*Exercise:*
Retype the records in full, keeping each character as it is.

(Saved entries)
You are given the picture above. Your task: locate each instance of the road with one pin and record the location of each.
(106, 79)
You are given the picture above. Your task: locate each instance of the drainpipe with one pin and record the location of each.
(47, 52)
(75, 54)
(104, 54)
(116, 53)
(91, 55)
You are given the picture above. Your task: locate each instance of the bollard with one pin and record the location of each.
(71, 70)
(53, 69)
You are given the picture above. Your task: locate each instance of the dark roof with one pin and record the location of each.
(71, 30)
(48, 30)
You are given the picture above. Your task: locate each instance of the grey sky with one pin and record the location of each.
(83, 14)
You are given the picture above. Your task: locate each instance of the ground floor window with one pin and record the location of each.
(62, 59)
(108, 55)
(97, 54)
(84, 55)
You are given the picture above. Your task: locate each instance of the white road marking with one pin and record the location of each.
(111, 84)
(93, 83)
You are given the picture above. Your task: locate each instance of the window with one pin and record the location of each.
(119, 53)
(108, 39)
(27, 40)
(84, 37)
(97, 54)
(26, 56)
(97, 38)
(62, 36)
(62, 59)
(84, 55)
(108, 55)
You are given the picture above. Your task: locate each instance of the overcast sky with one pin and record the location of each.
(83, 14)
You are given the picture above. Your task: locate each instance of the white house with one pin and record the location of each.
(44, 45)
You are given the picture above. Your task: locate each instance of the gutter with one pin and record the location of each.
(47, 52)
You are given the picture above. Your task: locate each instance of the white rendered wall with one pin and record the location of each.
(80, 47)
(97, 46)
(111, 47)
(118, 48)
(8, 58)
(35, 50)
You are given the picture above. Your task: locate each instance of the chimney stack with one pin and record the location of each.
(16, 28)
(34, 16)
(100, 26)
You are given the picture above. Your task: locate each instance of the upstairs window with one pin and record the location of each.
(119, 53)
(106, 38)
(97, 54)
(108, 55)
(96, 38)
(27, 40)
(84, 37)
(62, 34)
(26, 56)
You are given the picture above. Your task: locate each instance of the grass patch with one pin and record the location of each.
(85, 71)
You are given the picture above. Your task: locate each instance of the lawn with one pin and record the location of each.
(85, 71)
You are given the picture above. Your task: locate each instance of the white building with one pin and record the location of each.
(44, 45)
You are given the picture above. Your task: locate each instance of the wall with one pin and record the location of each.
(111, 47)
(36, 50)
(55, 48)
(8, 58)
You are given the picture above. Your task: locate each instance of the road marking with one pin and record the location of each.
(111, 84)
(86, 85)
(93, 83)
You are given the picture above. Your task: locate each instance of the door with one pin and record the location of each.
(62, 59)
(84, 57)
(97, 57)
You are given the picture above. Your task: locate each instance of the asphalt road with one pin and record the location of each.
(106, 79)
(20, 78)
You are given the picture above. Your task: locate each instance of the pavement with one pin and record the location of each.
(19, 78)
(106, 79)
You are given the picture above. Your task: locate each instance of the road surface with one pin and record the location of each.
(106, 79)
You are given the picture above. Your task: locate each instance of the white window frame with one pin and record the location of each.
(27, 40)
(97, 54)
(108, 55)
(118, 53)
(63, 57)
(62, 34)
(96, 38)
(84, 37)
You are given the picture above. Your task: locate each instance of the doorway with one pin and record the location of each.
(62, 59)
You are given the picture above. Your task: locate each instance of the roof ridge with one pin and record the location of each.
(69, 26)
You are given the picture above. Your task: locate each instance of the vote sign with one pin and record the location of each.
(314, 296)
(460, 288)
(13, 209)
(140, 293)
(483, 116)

*Task result:*
You are given the picture above. Your task: locate each instance of the road with one pin and record the location of each.
(106, 79)
You are given the picture above. Your task: locate each instance of the drainpipe with one pin and record the location of each.
(47, 52)
(75, 54)
(104, 54)
(116, 53)
(91, 55)
You are given the picture above. Your task: locate each instance of the bollard with one pin and record the location of each.
(71, 70)
(53, 69)
You are given the picture above. Your task: locate each instance of the dark roof with one pin and record the location of each.
(71, 30)
(48, 30)
You are given the picture above. Your task: locate each instance of the grey sky with one pin and record the location of each.
(83, 14)
You are given the picture above. Your task: locate each instance of the ground floor window with one pin and record the location of each.
(62, 59)
(108, 55)
(97, 54)
(84, 55)
You are given the picture above. Your task: locate each instance of the white road marking with one pin and record the location of each.
(111, 84)
(93, 83)
You are given the picture above. Your task: locate each instance of the window with one pin and record the location of each.
(119, 53)
(108, 39)
(27, 40)
(84, 37)
(97, 54)
(26, 56)
(97, 38)
(62, 36)
(62, 59)
(84, 55)
(108, 55)
You are given the picture above. Your task: locate each instance of the overcast sky with one pin and record the location of each.
(83, 14)
You are given the picture above. Your task: locate each instance of the white house with one pin and record the location of each.
(44, 45)
You are given the picture above. Your task: locate each instance of the gutter with one pin and record the location of each.
(47, 52)
You are given the picture above. Your task: locate each instance of the white rendered wall with one pin and record the location of each.
(80, 47)
(97, 46)
(111, 47)
(118, 48)
(8, 58)
(35, 50)
You are given the picture above. Your task: locate each instance of the chimney stack with one pin and record the location of each.
(16, 28)
(34, 16)
(100, 26)
You are given the picture above. Your task: locate each instance of the upstairs window with one pin and record the location of each.
(119, 53)
(106, 38)
(97, 54)
(108, 55)
(96, 38)
(27, 40)
(84, 37)
(62, 34)
(26, 56)
You are given the picture above. Your task: locate each instance of the grass patch with one pin and record the location of each.
(85, 71)
You are given the picture above. Your task: locate each instance of the lawn with one pin and record the location of each.
(85, 71)
You are given the picture above. Your task: locate each instance of the white building with one pin and record the location of each.
(44, 45)
You are given the picture above. Your task: locate each instance of the wall with one pin and record the location of each.
(111, 47)
(36, 50)
(55, 48)
(8, 58)
You are given the picture above. Your task: locate each instance of the road marking with one pin and record the location of each.
(111, 84)
(86, 85)
(93, 83)
You are given the picture above. Your task: locate each instance of the door with one pin and record the location of each.
(62, 59)
(84, 57)
(97, 57)
You are given the picture above. Your task: locate each instance of the asphalt road with one pin and record the location of each.
(106, 79)
(20, 78)
You are given the picture above. Your task: locate each instance of the pavement with one pin and record the location of each.
(19, 78)
(106, 79)
You are given the picture above. Your task: locate each instance of the road surface with one pin and record the location of each.
(106, 79)
You are given the picture above. Your task: locate each instance of the white window frame with one pin and record the location of each.
(27, 40)
(97, 54)
(108, 55)
(118, 53)
(63, 57)
(62, 34)
(96, 38)
(84, 37)
You are given the picture above. Your task: locate each instance of the doorway with one pin and record the location of each.
(62, 59)
You are given the picture above. Your task: locate each instance of the roof ridge with one pin and record the location of each.
(69, 26)
You are given the picture above. Your task: locate each instance of the vote sign with one pin and record the location of each.
(314, 296)
(460, 288)
(13, 209)
(140, 293)
(483, 116)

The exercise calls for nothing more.